··· QUOTED TEXT ···

# What annoys you about other trades?



## Spencer (Jul 6, 2005)

What annoys you most about other trades?

Why do plumbers hate electricians? Framers vs Concrete Guys....

Just blow off some steam about those little things that drive you nuts.


----------



## jking09 (Jul 29, 2008)

*actually*

i don't exactly understand why they have such views about each other and hatred... 
so please spat that as well.


----------



## Spencer (Jul 6, 2005)

The reason you don't understand is because you haven't experienced it first hand.

This thread isn't about hatred, its about laughing at the stuff that drives us to want to jump off a cliff. Just because someone annoys you doesn't mean you hate them.

Some of mine:
Remudding and sanding drywall after the drywall guys leave.
When the lumber yard says it will be there in a half hour and it arrives tomorrow.
When what was supposed to arrive in a half hour arrives tomorrow and doesn't actually even arrive at all.
Coming back to fix leaky doors that I didn't put in.
I could go on and on...


----------



## RCPainting (Jan 29, 2006)

It is not the "trades" in particular, it is the individuals that have no respect for a customer's home. We do a lot of new construction, mostly higher end. We stained some eaves recently and the stucco guys sprayed stucco all over them. Did not even try to cover and left them like that! The guy with the tool bags that bangs them all over the freshly painted wall. The drywall guys that leave piles of mud on the floor of the house. The guys that leave their lunch trash all over. We work for several GCs, having a good PM makes all the difference in the world. Doing a house where the HO is acting as the general it amazes me the way trades treat people and the home. These guys make us all look bad. :furious:


----------



## slowsol (Aug 27, 2005)

Flatwork guys not coming back to rip their forms off. "The framers can move em!"

Not putting mushroom caps on re-bar sticking of the ground.

Re-bar sticking out of the ground.


----------



## Chris Johnson (Apr 19, 2007)

Can we add Architects and Engineers to the 'Trades' column?

SOme of them need to spend a while on job sites prior to designing stuff just so they can see what is possible and what isn't.


----------



## LaurieC (Mar 18, 2008)

RCPainting said:


> The guys that leave their lunch trash all over. :furious:


I don't understand this at all. I've had guys sitting 5 ft from the trash who eat lunch and then leave it on the ground, as if it ok. I know these guys don't walk down the street and think it's ok to just throw their trash down, but on a job site it's ok. Why? I've gotten to a point where I sit all of the formen down on day one and let them know that if I have to pick up one piece of lunch trash I'm back charging them $50. So far I've only had to do it once. The sub complained so loudly that everyone knew I had done it. Havn't had the same problem on this job site afterwords.


----------



## K2 (Jul 8, 2005)

We had the crew clean up the site one day and they cleaned everything but left all their lunch trash and cigarette packs laying just where they lay. :furious: it was almost funny.


----------



## K2 (Jul 8, 2005)

···

CHALLENGE A.
Count the lines of the records that contain the string "mountain", and give only that number.
The forum thread and the records are unrelated to each other.

··· MATERIAL ···

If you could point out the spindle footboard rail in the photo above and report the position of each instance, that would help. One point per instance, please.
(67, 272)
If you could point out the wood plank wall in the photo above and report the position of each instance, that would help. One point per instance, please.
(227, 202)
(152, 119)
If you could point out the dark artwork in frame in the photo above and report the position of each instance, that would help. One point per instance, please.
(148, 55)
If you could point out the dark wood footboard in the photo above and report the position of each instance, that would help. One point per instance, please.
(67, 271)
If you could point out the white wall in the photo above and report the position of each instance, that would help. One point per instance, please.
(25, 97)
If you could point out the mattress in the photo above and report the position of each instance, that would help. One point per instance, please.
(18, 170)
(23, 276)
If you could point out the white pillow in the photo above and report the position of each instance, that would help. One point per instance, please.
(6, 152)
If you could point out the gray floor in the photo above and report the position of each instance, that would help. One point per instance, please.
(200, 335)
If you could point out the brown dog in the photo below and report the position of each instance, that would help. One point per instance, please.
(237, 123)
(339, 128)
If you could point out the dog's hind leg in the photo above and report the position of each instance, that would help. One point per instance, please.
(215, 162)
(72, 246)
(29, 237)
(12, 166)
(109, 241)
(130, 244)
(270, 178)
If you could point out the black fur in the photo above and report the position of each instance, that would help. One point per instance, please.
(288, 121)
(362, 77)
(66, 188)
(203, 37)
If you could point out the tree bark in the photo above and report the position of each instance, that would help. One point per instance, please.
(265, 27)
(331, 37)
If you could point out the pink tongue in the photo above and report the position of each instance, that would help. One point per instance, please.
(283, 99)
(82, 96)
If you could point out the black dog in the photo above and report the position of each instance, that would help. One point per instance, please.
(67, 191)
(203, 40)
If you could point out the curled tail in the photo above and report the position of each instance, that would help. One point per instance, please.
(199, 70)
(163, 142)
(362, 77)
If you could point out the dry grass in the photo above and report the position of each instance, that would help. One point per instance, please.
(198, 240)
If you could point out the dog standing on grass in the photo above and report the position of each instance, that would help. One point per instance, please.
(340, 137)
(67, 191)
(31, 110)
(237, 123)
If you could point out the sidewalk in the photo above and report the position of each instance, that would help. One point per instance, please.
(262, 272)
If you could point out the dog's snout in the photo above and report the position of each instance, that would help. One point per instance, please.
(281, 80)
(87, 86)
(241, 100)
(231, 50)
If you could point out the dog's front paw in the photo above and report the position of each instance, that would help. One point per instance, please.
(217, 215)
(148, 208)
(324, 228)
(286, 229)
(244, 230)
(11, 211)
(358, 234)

···
··· MATERIAL ···

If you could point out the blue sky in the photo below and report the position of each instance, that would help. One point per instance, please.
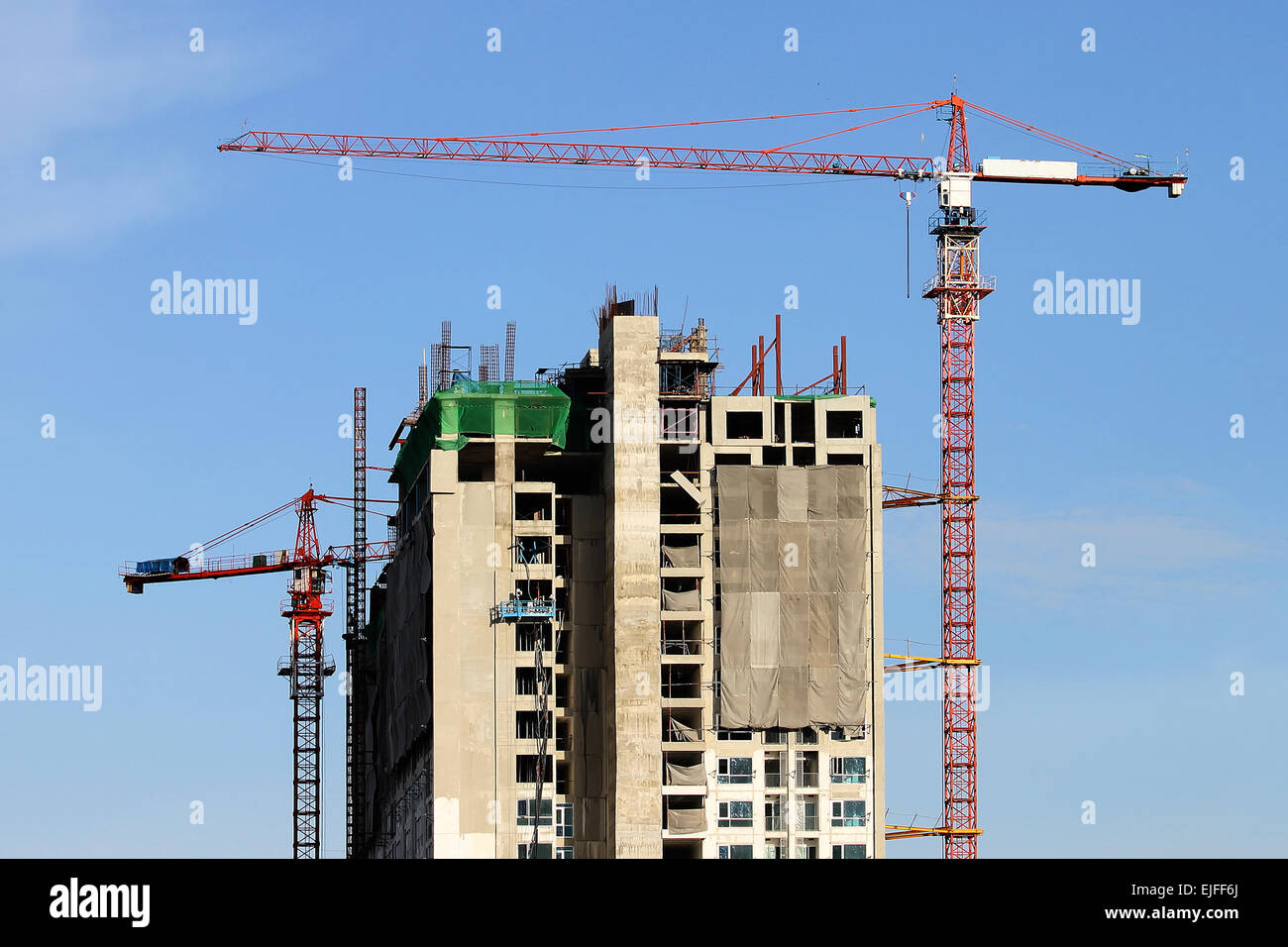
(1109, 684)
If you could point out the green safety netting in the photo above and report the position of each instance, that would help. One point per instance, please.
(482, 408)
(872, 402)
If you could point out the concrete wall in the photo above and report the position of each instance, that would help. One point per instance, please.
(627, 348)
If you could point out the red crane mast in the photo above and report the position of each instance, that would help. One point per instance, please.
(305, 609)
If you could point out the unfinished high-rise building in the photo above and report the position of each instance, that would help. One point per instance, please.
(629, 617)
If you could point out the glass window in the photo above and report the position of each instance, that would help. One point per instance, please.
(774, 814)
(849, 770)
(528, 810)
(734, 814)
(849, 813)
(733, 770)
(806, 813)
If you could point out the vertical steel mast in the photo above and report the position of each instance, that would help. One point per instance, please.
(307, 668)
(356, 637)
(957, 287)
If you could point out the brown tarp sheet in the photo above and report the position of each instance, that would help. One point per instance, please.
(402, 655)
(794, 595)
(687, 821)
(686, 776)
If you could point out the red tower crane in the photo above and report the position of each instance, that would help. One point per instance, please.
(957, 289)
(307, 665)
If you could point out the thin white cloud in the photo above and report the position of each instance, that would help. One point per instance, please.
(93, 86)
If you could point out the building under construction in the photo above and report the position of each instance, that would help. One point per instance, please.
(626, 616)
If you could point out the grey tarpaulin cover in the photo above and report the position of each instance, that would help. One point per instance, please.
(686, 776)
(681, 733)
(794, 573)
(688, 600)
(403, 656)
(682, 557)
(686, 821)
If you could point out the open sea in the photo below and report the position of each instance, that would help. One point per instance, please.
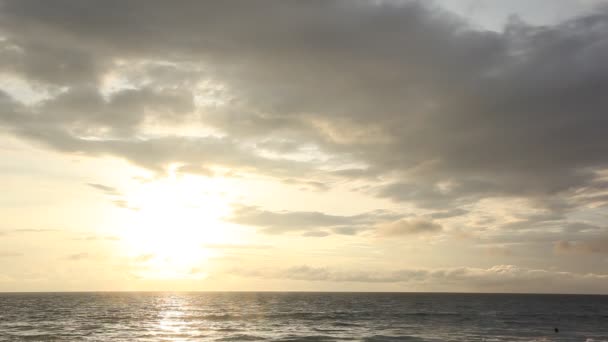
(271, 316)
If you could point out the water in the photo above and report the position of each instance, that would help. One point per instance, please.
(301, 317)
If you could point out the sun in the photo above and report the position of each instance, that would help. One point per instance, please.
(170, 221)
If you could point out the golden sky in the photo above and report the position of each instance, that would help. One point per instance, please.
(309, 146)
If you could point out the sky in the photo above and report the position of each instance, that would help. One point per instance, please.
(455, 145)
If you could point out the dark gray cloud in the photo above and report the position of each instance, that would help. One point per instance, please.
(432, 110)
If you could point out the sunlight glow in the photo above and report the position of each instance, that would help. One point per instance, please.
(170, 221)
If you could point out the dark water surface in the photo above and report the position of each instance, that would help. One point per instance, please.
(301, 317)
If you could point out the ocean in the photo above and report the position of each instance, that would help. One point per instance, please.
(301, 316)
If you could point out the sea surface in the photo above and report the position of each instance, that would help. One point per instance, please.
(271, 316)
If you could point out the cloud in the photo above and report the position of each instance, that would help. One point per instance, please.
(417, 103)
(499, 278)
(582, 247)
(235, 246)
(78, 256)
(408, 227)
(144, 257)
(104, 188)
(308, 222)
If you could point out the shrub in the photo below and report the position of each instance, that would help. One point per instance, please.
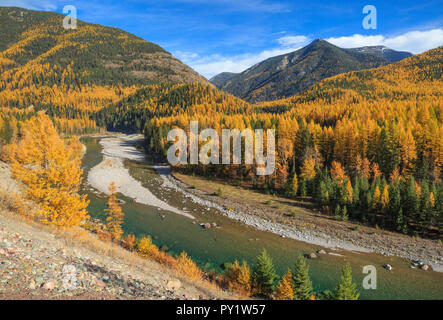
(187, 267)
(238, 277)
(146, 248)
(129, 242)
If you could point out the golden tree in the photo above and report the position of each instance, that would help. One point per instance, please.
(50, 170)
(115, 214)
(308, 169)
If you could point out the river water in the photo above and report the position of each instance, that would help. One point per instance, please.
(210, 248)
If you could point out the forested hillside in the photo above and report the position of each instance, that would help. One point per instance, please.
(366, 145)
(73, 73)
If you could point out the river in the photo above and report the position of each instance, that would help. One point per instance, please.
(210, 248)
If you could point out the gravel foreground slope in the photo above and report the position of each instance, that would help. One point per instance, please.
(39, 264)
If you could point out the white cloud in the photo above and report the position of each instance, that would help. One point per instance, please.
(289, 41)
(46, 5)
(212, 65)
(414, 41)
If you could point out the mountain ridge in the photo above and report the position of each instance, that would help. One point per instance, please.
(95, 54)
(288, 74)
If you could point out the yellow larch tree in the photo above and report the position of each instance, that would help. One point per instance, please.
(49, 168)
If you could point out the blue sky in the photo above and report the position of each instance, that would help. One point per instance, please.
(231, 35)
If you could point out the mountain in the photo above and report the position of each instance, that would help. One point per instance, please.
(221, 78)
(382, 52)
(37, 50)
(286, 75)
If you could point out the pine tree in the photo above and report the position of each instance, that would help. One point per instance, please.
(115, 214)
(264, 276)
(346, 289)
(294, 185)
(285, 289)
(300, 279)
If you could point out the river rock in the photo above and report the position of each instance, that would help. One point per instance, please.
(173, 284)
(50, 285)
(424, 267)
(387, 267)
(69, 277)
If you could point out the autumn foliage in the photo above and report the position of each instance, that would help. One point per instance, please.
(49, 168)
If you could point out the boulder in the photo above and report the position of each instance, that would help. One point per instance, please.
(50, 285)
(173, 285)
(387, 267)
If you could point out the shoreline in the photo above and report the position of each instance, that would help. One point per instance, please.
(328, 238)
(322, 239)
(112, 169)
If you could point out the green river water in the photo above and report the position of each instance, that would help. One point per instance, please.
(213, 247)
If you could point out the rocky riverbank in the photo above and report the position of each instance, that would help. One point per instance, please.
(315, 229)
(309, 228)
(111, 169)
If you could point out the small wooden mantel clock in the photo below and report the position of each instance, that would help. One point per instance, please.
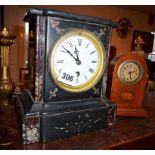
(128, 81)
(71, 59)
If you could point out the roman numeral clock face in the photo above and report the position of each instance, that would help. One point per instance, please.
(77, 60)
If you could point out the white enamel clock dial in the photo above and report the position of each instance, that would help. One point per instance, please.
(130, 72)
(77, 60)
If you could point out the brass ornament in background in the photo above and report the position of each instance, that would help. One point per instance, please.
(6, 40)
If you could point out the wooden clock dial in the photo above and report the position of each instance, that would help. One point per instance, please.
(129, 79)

···

CHALLENGE B.
Write out, word for word, the stretch of the trades thread from "When the lumber" through "arrive at all.".

COMPLETE RESPONSE A.
2

COMPLETE RESPONSE B.
When the lumber yard says it will be there in a half hour and it arrives tomorrow.
When what was supposed to arrive in a half hour arrives tomorrow and doesn't actually even arrive at all.